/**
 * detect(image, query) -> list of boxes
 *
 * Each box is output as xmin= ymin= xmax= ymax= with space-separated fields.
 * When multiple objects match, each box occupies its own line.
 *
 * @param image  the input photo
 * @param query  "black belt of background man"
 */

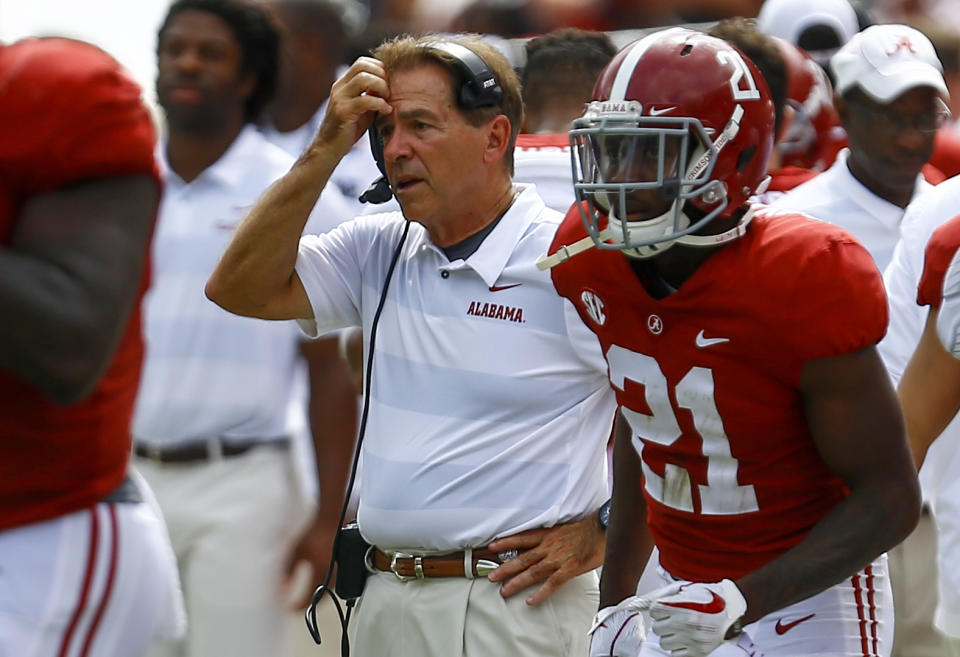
xmin=134 ymin=436 xmax=290 ymax=464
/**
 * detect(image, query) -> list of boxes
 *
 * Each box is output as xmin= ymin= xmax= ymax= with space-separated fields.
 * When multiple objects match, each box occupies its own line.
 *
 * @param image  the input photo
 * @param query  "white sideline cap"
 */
xmin=831 ymin=24 xmax=948 ymax=103
xmin=757 ymin=0 xmax=859 ymax=64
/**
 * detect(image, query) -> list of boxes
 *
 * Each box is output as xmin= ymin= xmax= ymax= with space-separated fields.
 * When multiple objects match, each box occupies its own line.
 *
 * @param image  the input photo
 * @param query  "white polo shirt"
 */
xmin=295 ymin=184 xmax=616 ymax=550
xmin=770 ymin=149 xmax=931 ymax=271
xmin=133 ymin=126 xmax=353 ymax=446
xmin=879 ymin=174 xmax=960 ymax=637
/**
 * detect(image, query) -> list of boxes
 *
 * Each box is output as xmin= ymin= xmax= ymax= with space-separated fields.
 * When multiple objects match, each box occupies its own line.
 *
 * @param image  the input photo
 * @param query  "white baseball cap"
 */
xmin=757 ymin=0 xmax=859 ymax=62
xmin=831 ymin=24 xmax=948 ymax=103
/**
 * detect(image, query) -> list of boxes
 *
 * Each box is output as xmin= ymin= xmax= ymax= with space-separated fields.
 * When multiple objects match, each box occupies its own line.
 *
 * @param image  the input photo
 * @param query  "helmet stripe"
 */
xmin=610 ymin=27 xmax=687 ymax=102
xmin=609 ymin=35 xmax=656 ymax=101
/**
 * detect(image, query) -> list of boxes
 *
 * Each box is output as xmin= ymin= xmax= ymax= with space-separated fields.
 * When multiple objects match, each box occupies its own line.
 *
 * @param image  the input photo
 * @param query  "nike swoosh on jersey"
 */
xmin=695 ymin=330 xmax=730 ymax=348
xmin=489 ymin=283 xmax=522 ymax=292
xmin=661 ymin=591 xmax=725 ymax=614
xmin=775 ymin=613 xmax=815 ymax=635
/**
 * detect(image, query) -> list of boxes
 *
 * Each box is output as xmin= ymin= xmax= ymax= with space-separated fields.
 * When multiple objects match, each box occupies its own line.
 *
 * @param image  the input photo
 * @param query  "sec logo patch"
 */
xmin=580 ymin=290 xmax=606 ymax=326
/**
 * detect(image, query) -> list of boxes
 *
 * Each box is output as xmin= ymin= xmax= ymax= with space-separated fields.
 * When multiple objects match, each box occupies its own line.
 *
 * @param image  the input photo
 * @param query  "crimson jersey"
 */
xmin=930 ymin=127 xmax=960 ymax=180
xmin=766 ymin=165 xmax=818 ymax=193
xmin=918 ymin=214 xmax=960 ymax=309
xmin=550 ymin=206 xmax=887 ymax=581
xmin=0 ymin=38 xmax=158 ymax=530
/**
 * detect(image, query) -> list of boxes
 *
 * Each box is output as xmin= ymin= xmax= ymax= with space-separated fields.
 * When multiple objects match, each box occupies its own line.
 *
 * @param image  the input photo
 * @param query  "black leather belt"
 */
xmin=134 ymin=436 xmax=290 ymax=464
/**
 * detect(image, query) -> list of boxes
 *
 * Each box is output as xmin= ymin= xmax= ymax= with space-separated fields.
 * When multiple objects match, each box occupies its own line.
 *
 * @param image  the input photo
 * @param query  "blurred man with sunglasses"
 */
xmin=770 ymin=23 xmax=950 ymax=272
★ ★ ★
**What you are asked to do**
When you output the listing, reproduce it exactly but drop its pictures.

**Answer section**
/**
 * detect(image, query) -> list of boxes
 *
 * Each box is output as xmin= ymin= xmax= ymax= with space-separated fields.
 * When multiple objects match, each box occupies its own line.
 *
 * @param image  the input photo
 * @param query  "black belt of background man"
 */

xmin=134 ymin=436 xmax=290 ymax=464
/**
 * detect(image, query) -> list of boxes
 *
 * Each box is output as xmin= ymin= xmax= ymax= with space-separated fields.
 * When multiple objects match, each box occupies its own line.
 *
 * @param image  the input photo
 * @param query  "white sideline cap"
 */
xmin=831 ymin=24 xmax=948 ymax=103
xmin=757 ymin=0 xmax=859 ymax=64
/**
 * detect(image, query) -> list of boxes
 *
 * Each box is output as xmin= ymin= xmax= ymax= with space-separated fields.
 * When multiple objects match, each box occupies its own line.
 *
 * @param image  the input photo
 * @param query  "white polo shirt"
 */
xmin=295 ymin=184 xmax=616 ymax=550
xmin=770 ymin=149 xmax=931 ymax=271
xmin=133 ymin=126 xmax=353 ymax=446
xmin=879 ymin=174 xmax=960 ymax=637
/**
 * detect(image, query) -> list of boxes
 *
 * Each box is output as xmin= ymin= xmax= ymax= with space-separated fields.
 * When multiple objects match, each box occupies its own line.
 *
 * @param image  the input photo
 * @param query  "white baseball cap"
 */
xmin=757 ymin=0 xmax=859 ymax=62
xmin=831 ymin=24 xmax=948 ymax=103
/**
 * detect(image, query) -> list of boxes
 *
 * Each box is output as xmin= ymin= xmax= ymax= with space-separated fields.
 * When multiple objects match, each box occupies its own line.
 *
 * @param image  the input photo
 * @param query  "helmet stripe"
 */
xmin=610 ymin=27 xmax=687 ymax=102
xmin=609 ymin=35 xmax=656 ymax=101
/**
 * detect(image, query) -> list of boxes
 *
 * Each box is output as xmin= ymin= xmax= ymax= with space-separated fields.
 * When multiple objects match, each box occupies its own line.
 *
 * @param image  the input photo
 * @param query  "nike swoosh on jersey"
 */
xmin=695 ymin=330 xmax=730 ymax=348
xmin=489 ymin=283 xmax=522 ymax=292
xmin=661 ymin=591 xmax=725 ymax=614
xmin=775 ymin=613 xmax=815 ymax=635
/**
 * detect(image, query) -> list of boxes
 *
 * Each box is output as xmin= ymin= xmax= ymax= with space-separated fields.
 * When multiple objects match, each box occupies its own line.
 *
 * @param image  the input photo
 * @param query  "sec logo patch"
 */
xmin=580 ymin=290 xmax=606 ymax=326
/**
 * detect(image, query) -> list of boxes
 *
 * Each box is output as xmin= ymin= xmax= ymax= with space-separated fields.
 * When multiple objects match, each box occupies its own line.
 *
 * @param image  the input photo
 * @param query  "crimson jersey"
 */
xmin=930 ymin=127 xmax=960 ymax=180
xmin=766 ymin=165 xmax=818 ymax=193
xmin=918 ymin=214 xmax=960 ymax=309
xmin=550 ymin=206 xmax=887 ymax=581
xmin=0 ymin=38 xmax=158 ymax=530
/**
 * detect(image, query) -> list of boxes
 *
 * Each box is output as xmin= ymin= xmax= ymax= with space-separated fields.
 * When multiple objects match, each box occupies its own line.
 *
 * @param image  the input photo
 * @param query  "black leather belt"
 */
xmin=134 ymin=436 xmax=290 ymax=464
/**
 * detect(image, query) -> list of boxes
 *
 * Each box is output as xmin= ymin= xmax= ymax= with space-separated fields.
 * When multiple objects match, each box occupies its own line.
 *
 * @param image  the input photo
 * @param query  "blurred man with sunglasses"
 */
xmin=770 ymin=23 xmax=950 ymax=272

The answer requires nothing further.